Reproduce the lines starting at the one containing "Check that every instance of the wooden" and ending at the last of them, substituting "marker" for every occurrence of "keypoint" and changing nothing else.

'''

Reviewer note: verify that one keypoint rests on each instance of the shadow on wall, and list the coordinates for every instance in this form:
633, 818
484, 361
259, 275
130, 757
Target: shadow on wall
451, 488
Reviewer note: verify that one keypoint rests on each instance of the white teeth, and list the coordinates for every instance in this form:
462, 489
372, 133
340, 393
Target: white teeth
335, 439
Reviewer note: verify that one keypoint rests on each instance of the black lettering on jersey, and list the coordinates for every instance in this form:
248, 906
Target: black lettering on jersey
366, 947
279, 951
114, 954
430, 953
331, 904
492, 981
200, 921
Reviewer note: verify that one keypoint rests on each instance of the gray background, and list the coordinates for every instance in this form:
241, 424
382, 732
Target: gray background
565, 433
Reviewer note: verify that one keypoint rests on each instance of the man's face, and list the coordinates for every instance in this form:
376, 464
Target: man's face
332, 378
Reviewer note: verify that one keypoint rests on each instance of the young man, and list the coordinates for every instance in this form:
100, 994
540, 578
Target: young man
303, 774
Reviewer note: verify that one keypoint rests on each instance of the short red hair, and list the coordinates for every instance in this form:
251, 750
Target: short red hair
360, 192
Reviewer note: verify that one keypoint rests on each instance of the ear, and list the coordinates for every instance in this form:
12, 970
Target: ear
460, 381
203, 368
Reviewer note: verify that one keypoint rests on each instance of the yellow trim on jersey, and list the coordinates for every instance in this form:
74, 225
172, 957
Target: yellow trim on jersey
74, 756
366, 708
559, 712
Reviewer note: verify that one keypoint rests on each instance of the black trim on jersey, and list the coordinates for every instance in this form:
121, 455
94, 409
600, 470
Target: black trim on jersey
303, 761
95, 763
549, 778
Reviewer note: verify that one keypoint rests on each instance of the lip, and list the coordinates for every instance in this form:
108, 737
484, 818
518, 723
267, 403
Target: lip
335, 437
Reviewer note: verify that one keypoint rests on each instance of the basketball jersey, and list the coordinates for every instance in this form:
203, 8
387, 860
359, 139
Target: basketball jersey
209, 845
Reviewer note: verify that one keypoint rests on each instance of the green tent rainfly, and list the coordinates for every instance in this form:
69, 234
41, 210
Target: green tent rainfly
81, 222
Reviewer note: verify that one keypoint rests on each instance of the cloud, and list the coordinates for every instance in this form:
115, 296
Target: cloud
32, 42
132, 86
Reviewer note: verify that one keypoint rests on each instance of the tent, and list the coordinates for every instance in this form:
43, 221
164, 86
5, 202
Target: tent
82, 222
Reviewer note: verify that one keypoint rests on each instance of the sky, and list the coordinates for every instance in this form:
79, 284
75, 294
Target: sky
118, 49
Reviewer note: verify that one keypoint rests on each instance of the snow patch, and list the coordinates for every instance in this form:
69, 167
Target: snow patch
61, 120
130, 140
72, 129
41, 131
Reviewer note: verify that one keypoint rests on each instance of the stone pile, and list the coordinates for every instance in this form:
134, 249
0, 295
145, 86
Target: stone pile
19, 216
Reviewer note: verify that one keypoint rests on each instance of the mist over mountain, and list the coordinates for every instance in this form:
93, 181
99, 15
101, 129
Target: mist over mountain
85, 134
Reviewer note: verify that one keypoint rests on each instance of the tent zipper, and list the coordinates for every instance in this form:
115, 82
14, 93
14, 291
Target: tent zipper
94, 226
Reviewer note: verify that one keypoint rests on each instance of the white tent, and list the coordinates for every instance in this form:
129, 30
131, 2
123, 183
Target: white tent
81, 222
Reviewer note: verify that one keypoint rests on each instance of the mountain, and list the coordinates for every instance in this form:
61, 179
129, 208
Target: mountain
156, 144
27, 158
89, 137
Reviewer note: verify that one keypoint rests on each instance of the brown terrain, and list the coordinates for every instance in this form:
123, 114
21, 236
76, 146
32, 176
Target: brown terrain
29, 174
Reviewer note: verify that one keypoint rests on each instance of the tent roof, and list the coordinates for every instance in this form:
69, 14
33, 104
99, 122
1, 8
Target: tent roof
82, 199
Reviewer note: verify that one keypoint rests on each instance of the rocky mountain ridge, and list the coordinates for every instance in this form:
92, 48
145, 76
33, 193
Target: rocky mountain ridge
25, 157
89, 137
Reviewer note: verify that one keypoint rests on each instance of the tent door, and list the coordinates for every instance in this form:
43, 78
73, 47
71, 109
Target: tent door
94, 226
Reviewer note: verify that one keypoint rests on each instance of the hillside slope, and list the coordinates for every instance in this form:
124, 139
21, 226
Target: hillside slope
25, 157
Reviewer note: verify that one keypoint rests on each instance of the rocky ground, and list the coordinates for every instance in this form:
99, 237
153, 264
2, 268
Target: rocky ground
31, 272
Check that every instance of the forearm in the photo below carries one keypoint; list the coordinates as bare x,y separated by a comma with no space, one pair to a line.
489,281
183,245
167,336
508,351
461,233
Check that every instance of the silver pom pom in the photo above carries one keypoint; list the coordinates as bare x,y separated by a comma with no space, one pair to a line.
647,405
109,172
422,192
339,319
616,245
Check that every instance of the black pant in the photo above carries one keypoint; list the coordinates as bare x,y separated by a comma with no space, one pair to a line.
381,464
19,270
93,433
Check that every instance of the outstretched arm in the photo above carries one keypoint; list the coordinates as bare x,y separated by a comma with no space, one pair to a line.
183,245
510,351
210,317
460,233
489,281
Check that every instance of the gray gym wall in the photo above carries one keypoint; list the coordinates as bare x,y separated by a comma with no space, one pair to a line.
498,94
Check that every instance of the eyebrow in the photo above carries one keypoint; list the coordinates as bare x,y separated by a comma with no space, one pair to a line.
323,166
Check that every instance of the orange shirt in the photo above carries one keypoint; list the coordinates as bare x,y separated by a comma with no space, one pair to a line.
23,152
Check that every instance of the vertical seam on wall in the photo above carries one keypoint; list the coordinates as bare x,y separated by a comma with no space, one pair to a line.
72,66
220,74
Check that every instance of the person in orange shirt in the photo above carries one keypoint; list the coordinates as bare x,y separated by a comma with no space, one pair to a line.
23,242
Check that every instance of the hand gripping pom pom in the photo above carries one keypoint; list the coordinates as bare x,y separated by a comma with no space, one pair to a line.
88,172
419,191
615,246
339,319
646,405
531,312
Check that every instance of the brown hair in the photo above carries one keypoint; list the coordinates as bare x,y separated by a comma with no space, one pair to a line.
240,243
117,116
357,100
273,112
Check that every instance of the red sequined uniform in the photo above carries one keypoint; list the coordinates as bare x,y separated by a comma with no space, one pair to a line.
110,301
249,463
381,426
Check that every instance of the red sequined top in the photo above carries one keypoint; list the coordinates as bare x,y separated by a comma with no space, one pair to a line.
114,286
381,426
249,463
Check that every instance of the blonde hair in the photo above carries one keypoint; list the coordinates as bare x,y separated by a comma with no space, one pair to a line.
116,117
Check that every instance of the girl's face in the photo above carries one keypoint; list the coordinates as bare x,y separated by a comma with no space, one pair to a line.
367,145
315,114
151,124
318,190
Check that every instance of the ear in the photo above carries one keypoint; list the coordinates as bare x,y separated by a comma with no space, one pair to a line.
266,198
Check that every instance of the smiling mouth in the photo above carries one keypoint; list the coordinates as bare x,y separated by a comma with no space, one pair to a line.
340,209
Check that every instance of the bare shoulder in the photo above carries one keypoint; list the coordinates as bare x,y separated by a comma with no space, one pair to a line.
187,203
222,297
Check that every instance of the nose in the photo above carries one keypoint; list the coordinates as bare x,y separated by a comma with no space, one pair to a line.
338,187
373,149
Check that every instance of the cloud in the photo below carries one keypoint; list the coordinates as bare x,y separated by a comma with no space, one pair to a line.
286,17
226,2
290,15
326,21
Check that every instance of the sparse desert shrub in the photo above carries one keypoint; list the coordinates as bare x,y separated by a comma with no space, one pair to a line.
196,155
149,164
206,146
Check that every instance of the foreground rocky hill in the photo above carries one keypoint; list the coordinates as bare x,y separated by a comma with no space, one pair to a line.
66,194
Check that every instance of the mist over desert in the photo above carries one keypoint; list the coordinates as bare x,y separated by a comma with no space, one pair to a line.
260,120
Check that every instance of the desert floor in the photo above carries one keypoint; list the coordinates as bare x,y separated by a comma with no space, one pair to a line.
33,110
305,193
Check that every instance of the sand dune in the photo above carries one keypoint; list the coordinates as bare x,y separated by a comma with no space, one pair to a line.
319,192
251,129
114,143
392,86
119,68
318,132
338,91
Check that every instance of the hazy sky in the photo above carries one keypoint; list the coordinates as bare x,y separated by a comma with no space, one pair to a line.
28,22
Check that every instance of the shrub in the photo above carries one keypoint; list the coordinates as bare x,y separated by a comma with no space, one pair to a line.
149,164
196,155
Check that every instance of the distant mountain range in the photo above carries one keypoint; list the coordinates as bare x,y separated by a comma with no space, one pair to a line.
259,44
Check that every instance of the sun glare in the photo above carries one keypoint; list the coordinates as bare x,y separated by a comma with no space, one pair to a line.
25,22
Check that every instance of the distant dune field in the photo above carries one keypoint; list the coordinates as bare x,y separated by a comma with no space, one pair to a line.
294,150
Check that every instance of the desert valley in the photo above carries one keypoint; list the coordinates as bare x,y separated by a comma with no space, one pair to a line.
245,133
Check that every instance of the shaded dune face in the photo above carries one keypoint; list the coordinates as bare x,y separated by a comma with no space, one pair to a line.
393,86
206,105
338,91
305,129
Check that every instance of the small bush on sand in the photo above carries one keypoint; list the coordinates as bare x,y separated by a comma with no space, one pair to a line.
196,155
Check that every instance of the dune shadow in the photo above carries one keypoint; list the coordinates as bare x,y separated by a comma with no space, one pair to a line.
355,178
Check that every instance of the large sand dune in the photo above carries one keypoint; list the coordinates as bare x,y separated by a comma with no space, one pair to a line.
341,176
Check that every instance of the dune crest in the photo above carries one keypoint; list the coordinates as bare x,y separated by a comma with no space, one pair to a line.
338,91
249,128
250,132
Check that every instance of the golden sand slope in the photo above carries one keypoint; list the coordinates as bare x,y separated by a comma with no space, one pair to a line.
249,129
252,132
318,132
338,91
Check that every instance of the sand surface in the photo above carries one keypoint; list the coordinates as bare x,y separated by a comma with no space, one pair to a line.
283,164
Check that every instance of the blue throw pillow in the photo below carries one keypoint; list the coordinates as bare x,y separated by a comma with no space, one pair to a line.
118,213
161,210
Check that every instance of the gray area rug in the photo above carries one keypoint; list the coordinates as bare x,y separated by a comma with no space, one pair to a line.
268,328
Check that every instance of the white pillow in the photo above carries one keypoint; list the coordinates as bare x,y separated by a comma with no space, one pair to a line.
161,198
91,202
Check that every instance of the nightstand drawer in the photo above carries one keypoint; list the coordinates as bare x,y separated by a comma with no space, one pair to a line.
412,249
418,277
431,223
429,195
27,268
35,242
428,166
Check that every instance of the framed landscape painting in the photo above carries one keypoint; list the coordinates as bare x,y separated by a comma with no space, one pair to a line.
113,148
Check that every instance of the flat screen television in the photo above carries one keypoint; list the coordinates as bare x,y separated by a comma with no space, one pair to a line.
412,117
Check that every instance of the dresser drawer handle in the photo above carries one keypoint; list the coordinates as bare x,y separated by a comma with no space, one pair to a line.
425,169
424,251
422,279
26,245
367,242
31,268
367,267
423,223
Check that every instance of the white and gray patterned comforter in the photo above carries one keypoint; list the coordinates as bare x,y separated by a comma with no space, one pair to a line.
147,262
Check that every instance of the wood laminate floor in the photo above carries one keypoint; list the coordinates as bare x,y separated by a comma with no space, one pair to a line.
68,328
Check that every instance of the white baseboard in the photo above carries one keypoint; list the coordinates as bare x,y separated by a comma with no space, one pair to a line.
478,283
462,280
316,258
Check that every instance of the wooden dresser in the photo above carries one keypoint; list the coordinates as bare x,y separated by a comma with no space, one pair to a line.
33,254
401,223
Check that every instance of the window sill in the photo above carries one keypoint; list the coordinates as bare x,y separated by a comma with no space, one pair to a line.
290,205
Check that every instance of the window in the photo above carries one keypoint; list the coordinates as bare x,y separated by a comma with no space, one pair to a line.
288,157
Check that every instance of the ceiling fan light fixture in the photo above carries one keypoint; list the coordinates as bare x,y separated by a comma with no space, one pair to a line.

'''

» Written answer
Check that every instance of the wooden dresser in the photo above carries one marker; list the coordinates as bare x,y separated by a comma with no space, one pair to a line.
33,254
401,223
Check that every instance of the window sill in the photo above carries one marker; list the coordinates as bare x,y separated by a comma with no space, one pair to a line.
290,205
Check that every instance of the window in the photo above carries one marker; list the coordinates as bare x,y separated by a comma with no space, one pair to a line.
288,157
Check that every instance of the ceiling fan light fixture in the photo above carries one marker; list the coordinates as bare x,y separated by a comma with no space, one pair to a line.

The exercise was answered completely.